◆ **WORK TASK**
The response should be an exact transcription of the data below, free of images.

━━━━━ RECORDED INFORMATION

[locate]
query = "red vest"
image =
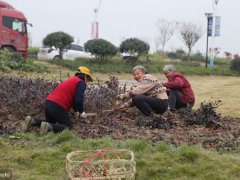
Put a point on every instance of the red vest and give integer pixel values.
(186, 89)
(64, 93)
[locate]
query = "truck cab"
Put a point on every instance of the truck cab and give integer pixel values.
(13, 30)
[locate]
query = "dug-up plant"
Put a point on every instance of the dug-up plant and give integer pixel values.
(235, 64)
(100, 48)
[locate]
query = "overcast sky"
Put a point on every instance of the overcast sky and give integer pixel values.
(121, 19)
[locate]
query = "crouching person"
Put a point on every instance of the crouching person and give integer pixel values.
(180, 91)
(68, 94)
(149, 96)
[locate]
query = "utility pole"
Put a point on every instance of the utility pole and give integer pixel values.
(208, 15)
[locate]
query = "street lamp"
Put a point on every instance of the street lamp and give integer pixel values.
(208, 15)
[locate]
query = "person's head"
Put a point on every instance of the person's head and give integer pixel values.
(168, 70)
(84, 73)
(139, 72)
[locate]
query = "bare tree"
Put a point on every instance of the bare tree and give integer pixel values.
(165, 29)
(190, 34)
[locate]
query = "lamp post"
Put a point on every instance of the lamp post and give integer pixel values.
(208, 15)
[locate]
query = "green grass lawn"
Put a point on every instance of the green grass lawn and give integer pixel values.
(44, 157)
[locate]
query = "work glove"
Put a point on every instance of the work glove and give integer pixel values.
(120, 97)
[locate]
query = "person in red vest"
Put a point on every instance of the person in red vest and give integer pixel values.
(68, 94)
(179, 89)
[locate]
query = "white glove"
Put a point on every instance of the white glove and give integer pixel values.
(83, 115)
(76, 115)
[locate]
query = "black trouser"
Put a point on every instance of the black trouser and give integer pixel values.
(175, 100)
(57, 116)
(148, 105)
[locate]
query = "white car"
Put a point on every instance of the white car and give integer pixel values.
(72, 52)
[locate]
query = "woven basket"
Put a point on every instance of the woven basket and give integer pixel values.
(101, 164)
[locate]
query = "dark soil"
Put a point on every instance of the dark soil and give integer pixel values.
(21, 97)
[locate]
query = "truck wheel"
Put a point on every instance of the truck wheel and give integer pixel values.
(56, 58)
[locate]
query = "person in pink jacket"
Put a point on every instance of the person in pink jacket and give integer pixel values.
(179, 89)
(149, 96)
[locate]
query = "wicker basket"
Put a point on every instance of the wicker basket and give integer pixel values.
(101, 164)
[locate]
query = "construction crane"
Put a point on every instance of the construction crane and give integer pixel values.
(95, 23)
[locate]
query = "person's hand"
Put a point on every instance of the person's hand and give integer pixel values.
(76, 115)
(83, 115)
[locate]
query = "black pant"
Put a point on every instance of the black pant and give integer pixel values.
(148, 105)
(57, 116)
(175, 100)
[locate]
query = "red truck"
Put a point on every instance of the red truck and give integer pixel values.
(13, 30)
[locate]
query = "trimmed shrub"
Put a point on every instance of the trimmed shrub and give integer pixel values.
(134, 45)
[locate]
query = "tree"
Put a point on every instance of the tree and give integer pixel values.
(165, 30)
(100, 48)
(60, 40)
(134, 45)
(190, 34)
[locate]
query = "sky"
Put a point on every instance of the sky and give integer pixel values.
(122, 19)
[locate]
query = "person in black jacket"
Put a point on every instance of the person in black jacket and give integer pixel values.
(68, 94)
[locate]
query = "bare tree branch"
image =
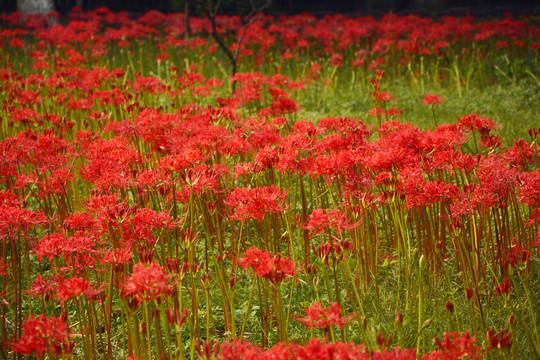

━━━━━━━━━━

◆ **REPLY**
[locate]
query = "red vest"
image =
Put a point on every instance of the red vest and give integer pixel values.
(186, 89)
(64, 93)
[locate]
query = "truck cab"
Put a point on every instance of the truck cab and give integer pixel values.
(13, 30)
[locate]
query = "dug-up plant"
Put a point on every instance of the dug-up plant and give integer pixel values.
(235, 64)
(100, 48)
[locate]
query = "overcast sky"
Put a point on every instance of the overcast sky and give integer pixel values.
(121, 19)
[locate]
query = "crouching person"
Put a point on every instance of the crouching person and give integer pixel values.
(180, 91)
(68, 94)
(149, 96)
[locate]
query = "utility pole"
Put a point on every instance of the utility pole and give integer pixel values.
(208, 15)
[locate]
query = "street lamp"
Put a point on every instance of the street lamp and give integer pixel values.
(208, 15)
[locate]
query = "person's head"
Put a point on every instance of the person's head and give integer pixel values.
(168, 70)
(84, 73)
(139, 72)
[locate]
query = "bare tree"
Put a point on every instance of the bare tree and give integer pixel values.
(165, 29)
(190, 34)
[locate]
query = "lamp post"
Put a point on every instance of the lamp post and give integer pixel values.
(208, 15)
[locate]
query = "green grass lawn"
Put a point on every instance of the green grass lawn and give integer pixel values.
(44, 157)
[locate]
query = "work glove"
Put a point on every instance of the work glove and give integer pixel values.
(120, 97)
[locate]
query = "person in red vest"
Put a point on every instance of the person in red vest and give integer pixel values.
(68, 94)
(179, 89)
[locate]
query = "white glove"
Put a point on every instance of the white glove and give integer pixel values.
(83, 115)
(76, 115)
[locate]
query = "black trouser"
Put a point on every instance of the black trouser and give integer pixel values.
(175, 100)
(57, 116)
(148, 105)
[locate]
query = "white car"
Put a point on every instance of the white car and give integer pixel values.
(72, 52)
[locate]
query = "woven basket"
Put a point on every instance of the woven basket and give integer pixel values.
(101, 164)
[locate]
query = "dark soil"
Put a point on every instance of the dark soil and give integer pixel values.
(21, 97)
[locate]
query = "truck wheel"
Put a point on every instance of the truck wheel and give integer pixel values.
(56, 58)
[locate]
query = "person in pink jacket"
Put a point on every instance of the person in pink jacket and give integer pixel values.
(179, 89)
(149, 96)
[locate]
query = "wicker basket"
Put a point on every instance of the wicker basket and give integer pixel values.
(101, 164)
[locate]
query = "construction crane"
Put a point on every instance of the construction crane and give integer pixel values.
(95, 23)
[locate]
query = "person's hand"
Put a point on every instance of the person's hand and give integer pixel values.
(76, 115)
(83, 115)
[locate]
query = "black pant"
Put a point on every instance of the black pant and give integer pixel values.
(148, 105)
(57, 116)
(175, 100)
[locate]
query = "red truck"
Put a point on every instance of the red truck and give integer pixel values.
(13, 30)
[locate]
query = "trimmed shrub"
Put a point on every instance of the trimmed shrub and give integer pixel values.
(134, 45)
[locate]
query = "tree"
Put a point on every instance of the tree and give integer pixel values.
(165, 30)
(100, 48)
(60, 40)
(134, 45)
(190, 34)
[locate]
query = "sky"
Put a point on every instance of the sky and give integer pixel values.
(122, 19)
[locate]
query = "person in black jacket"
Put a point on every instance of the person in black jacket and give integer pixel values.
(68, 94)
[locate]
query = "bare tree branch"
image =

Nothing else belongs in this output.